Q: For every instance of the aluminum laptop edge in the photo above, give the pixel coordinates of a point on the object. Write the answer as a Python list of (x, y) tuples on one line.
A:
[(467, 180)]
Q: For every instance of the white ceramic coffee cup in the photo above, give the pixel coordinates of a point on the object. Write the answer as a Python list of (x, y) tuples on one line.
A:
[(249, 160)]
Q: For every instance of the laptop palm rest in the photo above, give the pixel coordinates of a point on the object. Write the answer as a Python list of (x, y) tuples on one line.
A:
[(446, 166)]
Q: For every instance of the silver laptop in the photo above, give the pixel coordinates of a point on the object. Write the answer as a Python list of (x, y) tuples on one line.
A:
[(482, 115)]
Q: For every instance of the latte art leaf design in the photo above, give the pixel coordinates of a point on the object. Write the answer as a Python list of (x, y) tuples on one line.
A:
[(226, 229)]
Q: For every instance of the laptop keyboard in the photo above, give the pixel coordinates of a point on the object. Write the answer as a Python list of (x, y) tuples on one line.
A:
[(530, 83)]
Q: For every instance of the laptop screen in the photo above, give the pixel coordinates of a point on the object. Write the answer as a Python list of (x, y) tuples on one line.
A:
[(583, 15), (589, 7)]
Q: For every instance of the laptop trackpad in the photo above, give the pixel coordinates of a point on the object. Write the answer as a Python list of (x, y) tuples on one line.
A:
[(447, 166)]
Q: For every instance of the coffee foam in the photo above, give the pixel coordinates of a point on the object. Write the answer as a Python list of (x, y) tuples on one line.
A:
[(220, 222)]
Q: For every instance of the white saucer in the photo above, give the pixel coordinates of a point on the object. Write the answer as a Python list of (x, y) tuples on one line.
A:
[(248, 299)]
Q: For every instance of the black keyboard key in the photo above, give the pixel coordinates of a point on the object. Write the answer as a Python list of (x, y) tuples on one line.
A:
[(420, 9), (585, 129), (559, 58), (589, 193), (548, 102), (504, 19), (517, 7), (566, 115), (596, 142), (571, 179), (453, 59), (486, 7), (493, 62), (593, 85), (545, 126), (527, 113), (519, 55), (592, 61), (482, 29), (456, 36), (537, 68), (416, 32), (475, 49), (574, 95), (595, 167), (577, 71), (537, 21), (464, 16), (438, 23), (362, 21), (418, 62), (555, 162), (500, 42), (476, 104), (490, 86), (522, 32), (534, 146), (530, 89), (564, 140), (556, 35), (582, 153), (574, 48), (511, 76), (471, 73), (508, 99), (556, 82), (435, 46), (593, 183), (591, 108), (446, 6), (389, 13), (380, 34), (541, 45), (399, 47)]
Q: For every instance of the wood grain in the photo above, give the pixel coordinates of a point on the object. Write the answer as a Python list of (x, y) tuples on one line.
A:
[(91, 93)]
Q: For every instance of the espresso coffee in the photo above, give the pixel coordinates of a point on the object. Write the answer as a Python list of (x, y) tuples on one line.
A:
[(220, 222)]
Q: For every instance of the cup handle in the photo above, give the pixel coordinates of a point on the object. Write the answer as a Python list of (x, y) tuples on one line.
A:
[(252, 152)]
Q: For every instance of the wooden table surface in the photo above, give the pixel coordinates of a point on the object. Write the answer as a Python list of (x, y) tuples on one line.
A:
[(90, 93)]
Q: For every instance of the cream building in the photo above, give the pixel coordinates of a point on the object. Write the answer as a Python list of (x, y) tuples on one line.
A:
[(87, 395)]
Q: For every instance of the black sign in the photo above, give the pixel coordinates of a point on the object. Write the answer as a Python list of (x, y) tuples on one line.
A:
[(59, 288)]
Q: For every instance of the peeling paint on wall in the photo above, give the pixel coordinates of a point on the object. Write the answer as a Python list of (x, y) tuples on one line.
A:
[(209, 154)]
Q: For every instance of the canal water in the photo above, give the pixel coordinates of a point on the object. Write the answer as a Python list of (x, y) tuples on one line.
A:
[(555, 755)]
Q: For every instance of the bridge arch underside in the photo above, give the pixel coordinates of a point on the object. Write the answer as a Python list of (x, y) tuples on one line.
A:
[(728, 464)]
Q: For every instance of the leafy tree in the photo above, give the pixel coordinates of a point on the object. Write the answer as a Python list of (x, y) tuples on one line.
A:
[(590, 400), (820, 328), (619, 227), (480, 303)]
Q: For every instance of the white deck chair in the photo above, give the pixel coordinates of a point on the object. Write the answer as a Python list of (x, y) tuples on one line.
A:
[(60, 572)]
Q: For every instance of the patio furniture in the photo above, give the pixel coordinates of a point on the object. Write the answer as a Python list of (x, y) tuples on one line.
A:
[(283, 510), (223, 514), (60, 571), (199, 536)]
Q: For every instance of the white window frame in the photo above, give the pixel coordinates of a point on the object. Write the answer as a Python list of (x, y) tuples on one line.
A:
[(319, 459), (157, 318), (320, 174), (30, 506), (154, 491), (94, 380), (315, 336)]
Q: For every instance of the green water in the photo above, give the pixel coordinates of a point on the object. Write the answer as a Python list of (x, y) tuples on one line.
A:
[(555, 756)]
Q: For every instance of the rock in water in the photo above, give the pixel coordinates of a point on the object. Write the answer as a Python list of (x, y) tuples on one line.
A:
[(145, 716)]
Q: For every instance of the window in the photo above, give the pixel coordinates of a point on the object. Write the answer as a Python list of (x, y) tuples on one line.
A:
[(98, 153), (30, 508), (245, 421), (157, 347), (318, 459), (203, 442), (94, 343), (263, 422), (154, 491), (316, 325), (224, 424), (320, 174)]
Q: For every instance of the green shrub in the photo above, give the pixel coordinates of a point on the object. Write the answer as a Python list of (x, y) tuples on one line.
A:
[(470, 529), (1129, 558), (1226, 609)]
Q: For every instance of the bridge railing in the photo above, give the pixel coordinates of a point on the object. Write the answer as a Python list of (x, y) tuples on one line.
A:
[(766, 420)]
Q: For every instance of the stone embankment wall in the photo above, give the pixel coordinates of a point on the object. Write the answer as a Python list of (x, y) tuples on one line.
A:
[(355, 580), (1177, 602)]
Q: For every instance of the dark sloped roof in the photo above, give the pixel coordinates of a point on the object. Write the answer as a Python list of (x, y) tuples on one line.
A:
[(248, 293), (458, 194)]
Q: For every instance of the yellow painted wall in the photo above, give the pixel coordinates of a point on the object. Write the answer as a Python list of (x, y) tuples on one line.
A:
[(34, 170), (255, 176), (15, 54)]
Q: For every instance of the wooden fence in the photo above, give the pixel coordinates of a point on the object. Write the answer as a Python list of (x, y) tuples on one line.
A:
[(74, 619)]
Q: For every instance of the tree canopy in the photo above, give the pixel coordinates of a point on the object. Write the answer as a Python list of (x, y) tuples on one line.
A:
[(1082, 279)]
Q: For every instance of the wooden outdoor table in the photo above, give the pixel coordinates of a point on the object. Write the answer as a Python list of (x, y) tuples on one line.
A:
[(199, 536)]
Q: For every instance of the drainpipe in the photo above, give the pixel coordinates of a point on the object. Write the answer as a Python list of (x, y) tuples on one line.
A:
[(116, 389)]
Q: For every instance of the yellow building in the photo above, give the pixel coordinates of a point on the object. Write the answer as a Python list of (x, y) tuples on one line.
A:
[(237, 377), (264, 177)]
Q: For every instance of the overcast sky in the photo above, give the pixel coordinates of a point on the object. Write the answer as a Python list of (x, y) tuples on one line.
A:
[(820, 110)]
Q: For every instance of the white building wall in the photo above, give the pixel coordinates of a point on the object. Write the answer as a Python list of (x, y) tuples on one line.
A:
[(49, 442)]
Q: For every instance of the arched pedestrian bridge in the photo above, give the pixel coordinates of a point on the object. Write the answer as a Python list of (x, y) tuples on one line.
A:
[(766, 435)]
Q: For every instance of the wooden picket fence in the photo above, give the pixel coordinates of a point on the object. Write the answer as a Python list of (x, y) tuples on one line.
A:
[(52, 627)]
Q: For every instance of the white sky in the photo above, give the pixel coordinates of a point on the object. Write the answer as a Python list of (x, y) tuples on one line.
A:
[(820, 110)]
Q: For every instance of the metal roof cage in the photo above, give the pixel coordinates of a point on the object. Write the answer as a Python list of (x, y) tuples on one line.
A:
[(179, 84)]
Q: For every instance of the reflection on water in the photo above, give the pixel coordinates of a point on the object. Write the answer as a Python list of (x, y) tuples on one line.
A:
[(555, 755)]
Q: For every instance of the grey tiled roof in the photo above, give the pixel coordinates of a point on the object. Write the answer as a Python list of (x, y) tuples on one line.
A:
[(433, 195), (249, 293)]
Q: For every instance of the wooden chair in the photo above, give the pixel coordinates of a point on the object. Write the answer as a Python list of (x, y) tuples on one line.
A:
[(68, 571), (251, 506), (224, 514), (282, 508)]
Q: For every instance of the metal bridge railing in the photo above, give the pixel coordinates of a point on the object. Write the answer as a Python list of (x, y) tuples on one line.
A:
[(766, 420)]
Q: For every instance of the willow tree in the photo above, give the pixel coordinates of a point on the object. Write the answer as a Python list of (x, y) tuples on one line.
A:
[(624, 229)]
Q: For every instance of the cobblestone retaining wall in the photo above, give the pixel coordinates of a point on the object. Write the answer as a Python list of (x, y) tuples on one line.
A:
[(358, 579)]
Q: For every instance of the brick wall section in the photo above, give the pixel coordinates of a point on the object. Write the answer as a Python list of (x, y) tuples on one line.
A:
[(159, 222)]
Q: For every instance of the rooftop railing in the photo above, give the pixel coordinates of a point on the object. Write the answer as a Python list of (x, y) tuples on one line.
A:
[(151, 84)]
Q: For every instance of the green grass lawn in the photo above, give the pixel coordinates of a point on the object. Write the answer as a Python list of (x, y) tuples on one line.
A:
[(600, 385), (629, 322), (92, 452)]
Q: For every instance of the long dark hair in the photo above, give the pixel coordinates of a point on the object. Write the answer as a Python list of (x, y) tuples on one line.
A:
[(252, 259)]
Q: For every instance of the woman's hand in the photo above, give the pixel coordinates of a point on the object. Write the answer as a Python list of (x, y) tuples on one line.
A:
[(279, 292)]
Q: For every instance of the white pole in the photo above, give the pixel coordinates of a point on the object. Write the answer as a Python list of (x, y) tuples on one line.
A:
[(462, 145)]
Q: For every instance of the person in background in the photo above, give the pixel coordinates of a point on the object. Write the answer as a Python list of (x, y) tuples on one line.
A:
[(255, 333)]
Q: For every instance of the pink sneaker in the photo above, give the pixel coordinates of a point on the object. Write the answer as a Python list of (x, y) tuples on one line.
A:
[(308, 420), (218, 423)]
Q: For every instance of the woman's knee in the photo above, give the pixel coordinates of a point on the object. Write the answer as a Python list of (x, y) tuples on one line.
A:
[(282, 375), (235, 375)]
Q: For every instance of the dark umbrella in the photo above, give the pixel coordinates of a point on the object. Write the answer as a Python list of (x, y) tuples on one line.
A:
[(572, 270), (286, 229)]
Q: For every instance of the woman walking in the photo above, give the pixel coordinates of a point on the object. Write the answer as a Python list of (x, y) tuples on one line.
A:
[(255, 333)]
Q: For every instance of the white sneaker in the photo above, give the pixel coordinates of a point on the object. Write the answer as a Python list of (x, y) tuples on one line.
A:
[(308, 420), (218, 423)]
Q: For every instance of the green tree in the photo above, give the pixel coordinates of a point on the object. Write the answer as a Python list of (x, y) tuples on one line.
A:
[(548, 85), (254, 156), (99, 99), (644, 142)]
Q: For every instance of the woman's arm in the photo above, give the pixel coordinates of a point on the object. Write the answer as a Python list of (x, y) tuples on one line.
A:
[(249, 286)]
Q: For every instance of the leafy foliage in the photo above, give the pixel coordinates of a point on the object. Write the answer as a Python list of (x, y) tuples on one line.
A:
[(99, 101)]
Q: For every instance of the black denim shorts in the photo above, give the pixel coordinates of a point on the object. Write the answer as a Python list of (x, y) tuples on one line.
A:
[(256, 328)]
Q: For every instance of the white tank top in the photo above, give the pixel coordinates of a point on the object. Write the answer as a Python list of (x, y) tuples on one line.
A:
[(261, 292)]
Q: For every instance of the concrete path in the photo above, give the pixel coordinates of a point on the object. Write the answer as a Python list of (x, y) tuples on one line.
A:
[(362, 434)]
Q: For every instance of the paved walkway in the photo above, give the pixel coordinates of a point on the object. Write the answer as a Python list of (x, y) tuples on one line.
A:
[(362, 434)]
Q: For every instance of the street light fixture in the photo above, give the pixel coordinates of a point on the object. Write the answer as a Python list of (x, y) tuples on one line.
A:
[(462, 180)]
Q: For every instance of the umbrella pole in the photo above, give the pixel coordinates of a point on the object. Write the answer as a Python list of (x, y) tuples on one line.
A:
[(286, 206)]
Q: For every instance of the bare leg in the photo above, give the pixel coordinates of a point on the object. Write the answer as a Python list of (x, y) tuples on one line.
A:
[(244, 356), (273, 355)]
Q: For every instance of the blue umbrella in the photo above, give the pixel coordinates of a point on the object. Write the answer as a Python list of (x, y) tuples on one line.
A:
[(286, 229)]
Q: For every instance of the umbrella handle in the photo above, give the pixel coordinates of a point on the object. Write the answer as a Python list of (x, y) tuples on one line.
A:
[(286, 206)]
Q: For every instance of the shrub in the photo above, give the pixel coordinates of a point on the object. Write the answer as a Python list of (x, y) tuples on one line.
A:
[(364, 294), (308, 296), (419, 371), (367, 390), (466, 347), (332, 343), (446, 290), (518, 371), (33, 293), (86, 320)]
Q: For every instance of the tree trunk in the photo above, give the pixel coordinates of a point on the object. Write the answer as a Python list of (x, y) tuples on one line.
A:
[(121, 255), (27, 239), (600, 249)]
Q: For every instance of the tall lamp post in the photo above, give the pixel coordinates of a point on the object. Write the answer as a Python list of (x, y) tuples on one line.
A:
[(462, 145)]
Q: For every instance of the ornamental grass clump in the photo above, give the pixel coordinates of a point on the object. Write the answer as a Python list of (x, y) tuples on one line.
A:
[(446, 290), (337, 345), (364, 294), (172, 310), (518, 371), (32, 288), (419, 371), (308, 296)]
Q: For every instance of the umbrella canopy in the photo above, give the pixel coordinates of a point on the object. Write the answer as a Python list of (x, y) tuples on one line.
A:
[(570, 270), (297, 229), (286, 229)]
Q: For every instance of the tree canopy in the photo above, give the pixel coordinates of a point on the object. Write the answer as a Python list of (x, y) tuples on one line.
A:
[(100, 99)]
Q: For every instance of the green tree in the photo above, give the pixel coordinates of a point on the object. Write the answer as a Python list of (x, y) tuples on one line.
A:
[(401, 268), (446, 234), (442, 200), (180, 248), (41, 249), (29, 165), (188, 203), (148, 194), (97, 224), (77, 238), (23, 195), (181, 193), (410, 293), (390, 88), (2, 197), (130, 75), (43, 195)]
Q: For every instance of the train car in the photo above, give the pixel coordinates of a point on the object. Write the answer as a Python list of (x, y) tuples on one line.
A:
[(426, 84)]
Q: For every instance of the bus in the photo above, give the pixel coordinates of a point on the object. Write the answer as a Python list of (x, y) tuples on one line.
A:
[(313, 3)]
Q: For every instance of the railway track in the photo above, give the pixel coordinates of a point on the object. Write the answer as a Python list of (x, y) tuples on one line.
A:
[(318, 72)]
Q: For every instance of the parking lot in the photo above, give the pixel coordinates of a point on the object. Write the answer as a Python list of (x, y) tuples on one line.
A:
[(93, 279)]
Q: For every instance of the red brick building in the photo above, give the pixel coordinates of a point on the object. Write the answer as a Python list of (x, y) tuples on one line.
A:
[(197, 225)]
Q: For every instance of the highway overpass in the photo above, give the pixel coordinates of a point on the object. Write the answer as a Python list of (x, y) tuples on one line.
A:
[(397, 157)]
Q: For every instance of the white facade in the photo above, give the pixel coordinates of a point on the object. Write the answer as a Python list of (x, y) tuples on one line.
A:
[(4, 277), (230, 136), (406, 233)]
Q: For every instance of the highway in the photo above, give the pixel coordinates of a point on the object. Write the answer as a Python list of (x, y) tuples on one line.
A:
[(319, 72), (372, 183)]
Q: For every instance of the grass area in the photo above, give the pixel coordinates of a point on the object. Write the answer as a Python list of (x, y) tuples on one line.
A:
++++++++++++++++++++
→ YOUR TASK: Rewrite the stretch of the listing from the line containing "Q: For every instance of the white building" through the line containing "[(179, 84)]", replacing "wooden picket fence" with "chain-link fence" and leaving every other part unchanged.

→ RESPONSE TO THE EXERCISE:
Q: For every instance of the white building wall in the photo above, give the pixel coordinates of a point on the object. Write the answer as a Python list of (x, y) tuples on one line.
A:
[(49, 442)]
Q: For every instance of the arched pedestrian bridge in the photo above, give the pixel coordinates of a point on the object. Write the answer as a Python list of (x, y) tuples on one line.
A:
[(766, 435)]
Q: For every instance of the chain-link fence in the photo above, give the pixel coordinates of a point on the object. Write the answer as a Python list of (x, y) tuples on one line.
A:
[(52, 627)]
Q: For every instance of the white sky in the photo above, give the pixel coordinates of a point on the object. Write the answer as a Python list of (x, y) tuples on one line.
A:
[(820, 110)]
Q: For every instance of the metal roof cage in the photo above, give the pixel coordinates of a point on the object. Write the answer as a Python list of (x, y) tuples on one line.
A:
[(179, 84)]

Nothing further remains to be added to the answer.